* **Extrait fourni**
★ ★ ★ ★ ★ ★ ★
Les modes passent et repassent. Certaines sont intéressantes et malheureusement éphémères et d’autres s’étirent en longueur. Au long des années, une métamorphose regrettable s’est opérée dans les médias d’affaires publiques et d’information, la Société Radio-Canada en tête. À la SRC, dans les décennies avant l’issue équivoque du référendum de 1995, brillait le quatrième pouvoir, des journalistes de calibre, armés d’un vocabulaire impeccable dans les émissions d’affaires publiques. Ils étaient libres et souverains autant que peuvent l’être des intellectuels attachés à la rigueur des faits. Leur mission était non pas seulement d’informer, mais d’inculquer un esprit critique, de vulgariser la complexité du monde, de questionner sans complaisance la géopolitique canadienne et québécoise et les rapports de force qui la soutenant, ce qui ne pouvait que mettre en lumière les torts causés par le régime fédéral sur la nation canadienne-française et sur le développement politique de son État, le Québec.
Dans leur sens large, les idées libérales promues par cette approche journalistique sous le règne du premier ministre Trudeau ne respectaient pas selon lui sa mission de promouvoir aveuglément l’unité canadienne. L’intelligence de la population et son devoir de respect par le quatrième pouvoir radio-canadien était donc de nature à offenser le détracteur jadis de l’obscurantisme comme il le décrivait lui-même du régime Duplessis.
★ ★ ★ ★ ★ ★ ★
* **Consigne 1**
D'après l'extrait, quel média se trouve en tête de la métamorphose regrettable survenue dans les médias d'information ?
L'extrait et les lignes proviennent de sources distinctes.

* **Matériel d'exercice**
★ ★ ★ ★ ★ ★ ★
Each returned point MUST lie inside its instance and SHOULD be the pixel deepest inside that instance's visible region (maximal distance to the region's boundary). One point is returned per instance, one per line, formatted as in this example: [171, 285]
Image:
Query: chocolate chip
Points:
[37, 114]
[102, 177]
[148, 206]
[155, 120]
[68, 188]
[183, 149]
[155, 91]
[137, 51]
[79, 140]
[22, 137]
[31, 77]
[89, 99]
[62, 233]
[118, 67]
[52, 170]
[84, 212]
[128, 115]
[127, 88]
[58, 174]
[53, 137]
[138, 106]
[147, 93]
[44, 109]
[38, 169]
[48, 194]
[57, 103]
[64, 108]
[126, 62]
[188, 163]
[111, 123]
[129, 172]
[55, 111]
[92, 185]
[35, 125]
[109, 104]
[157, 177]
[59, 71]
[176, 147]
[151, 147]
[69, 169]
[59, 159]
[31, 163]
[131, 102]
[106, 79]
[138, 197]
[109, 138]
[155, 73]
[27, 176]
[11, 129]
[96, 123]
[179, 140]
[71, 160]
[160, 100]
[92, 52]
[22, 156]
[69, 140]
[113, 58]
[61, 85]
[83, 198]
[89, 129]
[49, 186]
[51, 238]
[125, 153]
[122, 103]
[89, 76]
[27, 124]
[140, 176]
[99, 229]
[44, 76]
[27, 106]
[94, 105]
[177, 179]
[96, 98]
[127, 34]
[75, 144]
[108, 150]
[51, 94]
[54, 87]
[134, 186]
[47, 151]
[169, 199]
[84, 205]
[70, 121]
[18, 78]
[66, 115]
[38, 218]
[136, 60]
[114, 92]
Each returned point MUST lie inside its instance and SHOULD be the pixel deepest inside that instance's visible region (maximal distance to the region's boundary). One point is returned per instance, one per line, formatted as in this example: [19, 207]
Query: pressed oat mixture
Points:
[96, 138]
★ ★ ★ ★ ★ ★ ★
* **Consigne 2**
Modifiez les lignes de l'exercice, de celle qui contient « example: [19, 207] » jusqu'à la dernière ligne comprise, en remplaçant « pressed oat mixture » par « oat mixture » et en laissant tout le reste intact.

* **Corrigé 1**
La Société Radio-Canada.

* **Corrigé 2**
Each returned point MUST lie inside its instance and SHOULD be the pixel deepest inside that instance's visible region (maximal distance to the region's boundary). One point is returned per instance, one per line, formatted as in this example: [19, 207]
Query: oat mixture
Points:
[96, 138]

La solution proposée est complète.